— Start Extracted material —

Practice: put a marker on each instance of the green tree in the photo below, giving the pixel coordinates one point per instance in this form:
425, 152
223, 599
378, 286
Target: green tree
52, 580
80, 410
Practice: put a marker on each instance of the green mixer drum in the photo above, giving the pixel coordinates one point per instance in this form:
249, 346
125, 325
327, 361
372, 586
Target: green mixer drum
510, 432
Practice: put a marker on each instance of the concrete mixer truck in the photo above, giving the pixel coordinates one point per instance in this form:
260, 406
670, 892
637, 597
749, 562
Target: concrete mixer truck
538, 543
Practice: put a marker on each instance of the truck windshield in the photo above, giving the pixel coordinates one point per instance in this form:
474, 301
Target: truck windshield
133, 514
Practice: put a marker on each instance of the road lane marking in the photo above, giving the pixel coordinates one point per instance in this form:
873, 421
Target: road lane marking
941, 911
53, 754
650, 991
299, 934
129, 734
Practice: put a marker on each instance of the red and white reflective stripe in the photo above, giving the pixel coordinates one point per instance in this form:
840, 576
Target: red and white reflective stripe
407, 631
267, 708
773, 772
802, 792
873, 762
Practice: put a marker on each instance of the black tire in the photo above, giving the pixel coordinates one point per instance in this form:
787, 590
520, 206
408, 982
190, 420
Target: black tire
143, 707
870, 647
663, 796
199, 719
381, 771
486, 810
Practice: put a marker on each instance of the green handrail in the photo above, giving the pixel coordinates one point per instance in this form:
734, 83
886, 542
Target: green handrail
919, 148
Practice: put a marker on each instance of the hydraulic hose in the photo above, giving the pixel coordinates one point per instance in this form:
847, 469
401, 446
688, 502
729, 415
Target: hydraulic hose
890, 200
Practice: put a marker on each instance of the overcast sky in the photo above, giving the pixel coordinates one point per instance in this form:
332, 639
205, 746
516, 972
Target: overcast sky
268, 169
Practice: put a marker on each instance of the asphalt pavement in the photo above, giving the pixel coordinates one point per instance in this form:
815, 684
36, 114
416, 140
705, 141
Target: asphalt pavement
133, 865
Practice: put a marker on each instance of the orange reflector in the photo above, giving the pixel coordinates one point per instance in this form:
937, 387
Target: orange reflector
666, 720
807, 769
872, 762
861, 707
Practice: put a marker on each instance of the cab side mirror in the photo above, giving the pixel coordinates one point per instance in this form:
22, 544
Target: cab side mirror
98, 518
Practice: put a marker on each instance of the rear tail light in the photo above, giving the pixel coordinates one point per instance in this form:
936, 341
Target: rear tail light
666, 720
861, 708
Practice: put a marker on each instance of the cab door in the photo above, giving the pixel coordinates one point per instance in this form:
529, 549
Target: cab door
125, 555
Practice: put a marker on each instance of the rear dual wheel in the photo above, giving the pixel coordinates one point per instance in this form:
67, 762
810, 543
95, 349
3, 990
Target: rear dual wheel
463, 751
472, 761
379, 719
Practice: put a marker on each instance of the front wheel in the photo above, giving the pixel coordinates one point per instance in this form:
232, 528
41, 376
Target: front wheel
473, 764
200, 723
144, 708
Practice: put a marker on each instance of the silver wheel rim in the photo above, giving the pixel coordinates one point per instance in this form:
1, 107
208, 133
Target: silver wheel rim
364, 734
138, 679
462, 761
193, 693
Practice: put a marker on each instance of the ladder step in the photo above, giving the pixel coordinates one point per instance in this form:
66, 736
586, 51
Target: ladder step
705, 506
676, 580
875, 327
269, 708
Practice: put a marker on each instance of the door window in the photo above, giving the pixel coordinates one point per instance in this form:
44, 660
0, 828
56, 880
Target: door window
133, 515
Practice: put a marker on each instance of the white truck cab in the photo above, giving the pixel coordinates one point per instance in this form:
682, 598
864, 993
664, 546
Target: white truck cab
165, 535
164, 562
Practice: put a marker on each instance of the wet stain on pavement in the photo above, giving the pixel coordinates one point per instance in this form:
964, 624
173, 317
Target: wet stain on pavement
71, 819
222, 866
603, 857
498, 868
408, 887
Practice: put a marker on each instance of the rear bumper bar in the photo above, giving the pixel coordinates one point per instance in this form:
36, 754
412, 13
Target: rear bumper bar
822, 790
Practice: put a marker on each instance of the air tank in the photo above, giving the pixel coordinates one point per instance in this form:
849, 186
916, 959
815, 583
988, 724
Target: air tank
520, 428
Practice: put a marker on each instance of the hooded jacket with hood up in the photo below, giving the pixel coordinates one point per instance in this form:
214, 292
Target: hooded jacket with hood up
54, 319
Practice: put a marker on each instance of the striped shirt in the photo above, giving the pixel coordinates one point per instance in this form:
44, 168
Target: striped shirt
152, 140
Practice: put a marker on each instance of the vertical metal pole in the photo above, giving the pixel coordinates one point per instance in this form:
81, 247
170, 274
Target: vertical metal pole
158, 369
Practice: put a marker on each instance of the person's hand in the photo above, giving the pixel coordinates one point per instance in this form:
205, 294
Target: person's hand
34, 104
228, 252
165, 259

— End Extracted material —

Task to carry out:
Render the rows above as a JSON list of strings, one string per line, with blank lines omitted.

Solved exercise:
[
  "Practice: put a marker on each instance of the green tree in the photo below, giving the pixel coordinates one point per instance in this form:",
  "425, 152",
  "223, 599",
  "378, 286",
  "Target: green tree",
  "52, 580",
  "80, 410",
  "Practice: put a marker on each instance of the green mixer drum in the photo above, giving the pixel coordinates one point per instance in this form:",
  "249, 346",
  "125, 325",
  "327, 361",
  "372, 586",
  "Target: green mixer drum",
  "510, 432",
  "Practice: put a marker on each instance of the concrete mixer truck in the photo above, giving the pixel coordinates one point per instance in this form:",
  "260, 406",
  "670, 892",
  "637, 597",
  "749, 562",
  "Target: concrete mixer truck",
  "538, 543",
  "Practice: put a marker on each instance of the truck windshield in the photo above, giving the pixel coordinates one point per instance in this form:",
  "474, 301",
  "Target: truck windshield",
  "133, 514",
  "Practice: put a marker on each instance of the road lane marking in the photo above, giving the pixel coordinates one point per instance in this form:",
  "873, 421",
  "Target: road lane marking",
  "941, 911",
  "53, 754",
  "650, 991",
  "299, 934",
  "129, 734",
  "Practice: put a marker on each instance of the red and white reflective stripe in the photo above, giving the pixel coordinates one point per instance in this form:",
  "840, 576",
  "Target: red and white reflective stripe",
  "407, 631",
  "267, 708",
  "773, 772",
  "802, 792",
  "873, 762",
  "Practice: put a marker on each instance of the black tire in the photo above, giving the pixel coordinates one point per instance in this form:",
  "787, 590",
  "520, 206",
  "408, 982",
  "190, 420",
  "Target: black tire",
  "143, 707",
  "870, 647",
  "663, 796",
  "199, 719",
  "381, 771",
  "486, 810",
  "Practice: put a marker on each instance of the green handrail in the photo above, giving the pixel coordinates one point per instance in this form:",
  "734, 83",
  "886, 542",
  "Target: green handrail",
  "919, 148",
  "Practice: put a marker on each instance of the hydraulic hose in the photo above, giving the pixel coordinates one point per instance in this form:",
  "847, 469",
  "401, 446",
  "688, 502",
  "729, 415",
  "Target: hydraulic hose",
  "890, 200",
  "Practice: put a marker on each instance of the overcast sky in the photo above, giving the pixel coordinates one point per instance in this form:",
  "332, 639",
  "205, 746",
  "516, 972",
  "Target: overcast sky",
  "268, 169",
  "Practice: put a marker on each instance of the asphalt pavement in the photo above, giving the pixel coordinates one point per instance in this form:",
  "815, 684",
  "36, 114",
  "416, 140",
  "705, 141",
  "Target: asphalt pavement",
  "133, 865",
  "Practice: put a marker on each instance of the orange reflector in the photo above, giving the pixel coordinates one point per instance in this form:",
  "937, 387",
  "Target: orange reflector",
  "666, 720",
  "807, 769",
  "872, 762",
  "861, 707",
  "Practice: put a marker on each instance of the cab side mirror in the photo above, giving the pixel coordinates one point per instance in this form:",
  "22, 544",
  "Target: cab side mirror",
  "98, 518",
  "Practice: put a marker on each instance of the rear tail light in the photo above, giving the pixel coordinates one point per instance in this form:",
  "936, 341",
  "Target: rear tail light",
  "666, 720",
  "861, 708",
  "Practice: put a marker on each instance of the cab door in the photo above, giving the pixel coordinates one point per instance in this form:",
  "529, 549",
  "Target: cab door",
  "125, 555",
  "Practice: put a marker on each instance of the rear dual wheel in the photo above, giving the pixel coordinates one point per instance in this form:",
  "67, 762",
  "810, 543",
  "95, 349",
  "3, 990",
  "Target: rear dual wheel",
  "463, 751",
  "472, 761",
  "379, 719",
  "Practice: put a marker on each instance of the front wheel in the photo above, giving the pixel coordinates one point per instance in this form:",
  "232, 528",
  "41, 376",
  "Target: front wheel",
  "473, 764",
  "200, 723",
  "144, 708",
  "Practice: put a marker on each instance of the silver wheel rim in the photo above, giving the pixel coordinates one point per instance in this form:",
  "1, 107",
  "208, 133",
  "Target: silver wheel rim",
  "364, 734",
  "138, 679",
  "462, 761",
  "193, 693",
  "Practice: put a marker on each instance of the ladder step in the photo above, giving the pixel coordinates one point per instance in this form:",
  "66, 736",
  "586, 51",
  "Target: ladder step",
  "705, 506",
  "676, 580",
  "875, 327",
  "269, 708",
  "Practice: put a marker on each instance of the door window in the photo above, giving the pixel coordinates one point per instance in this form:",
  "44, 660",
  "0, 828",
  "56, 880",
  "Target: door window",
  "133, 515",
  "Practice: put a marker on each instance of the white truck cab in the photo above, giving the pixel coordinates one point per instance in this form:",
  "682, 598",
  "864, 993",
  "664, 546",
  "Target: white truck cab",
  "165, 535",
  "164, 562",
  "Practice: put a marker on each instance of the wet stain on pavement in the photo above, giving the pixel coordinates one point per instance in this form:",
  "964, 624",
  "173, 317",
  "Target: wet stain on pavement",
  "71, 819",
  "222, 866",
  "603, 857",
  "498, 868",
  "408, 887",
  "Practice: put a marker on each instance of the rear bumper bar in the photo above, giving the pixel coordinates one point per instance in this form:",
  "36, 754",
  "412, 13",
  "Target: rear bumper bar",
  "822, 790",
  "Practice: put a marker on each instance of the air tank in the photo above, giving the pixel coordinates one point per instance in this form:",
  "849, 186",
  "916, 959",
  "815, 583",
  "988, 724",
  "Target: air tank",
  "520, 428",
  "Practice: put a marker on each instance of the hooded jacket with hood up in the photo below, giving the pixel coordinates one point per instance in this form:",
  "214, 292",
  "Target: hooded jacket with hood up",
  "54, 319",
  "Practice: put a marker on each instance of the striped shirt in the photo above, giving the pixel coordinates one point per instance in this form:",
  "44, 168",
  "Target: striped shirt",
  "152, 140",
  "Practice: put a marker on each instance of the vertical metal pole in the photo above, giving the pixel coordinates one point per instance in this form:",
  "81, 247",
  "170, 274",
  "Target: vertical metal pole",
  "158, 369",
  "Practice: put a marker on each instance of the person's hand in the photo above, giving the pixel coordinates one point per instance in this form:",
  "205, 294",
  "Target: person's hand",
  "34, 104",
  "228, 252",
  "165, 259"
]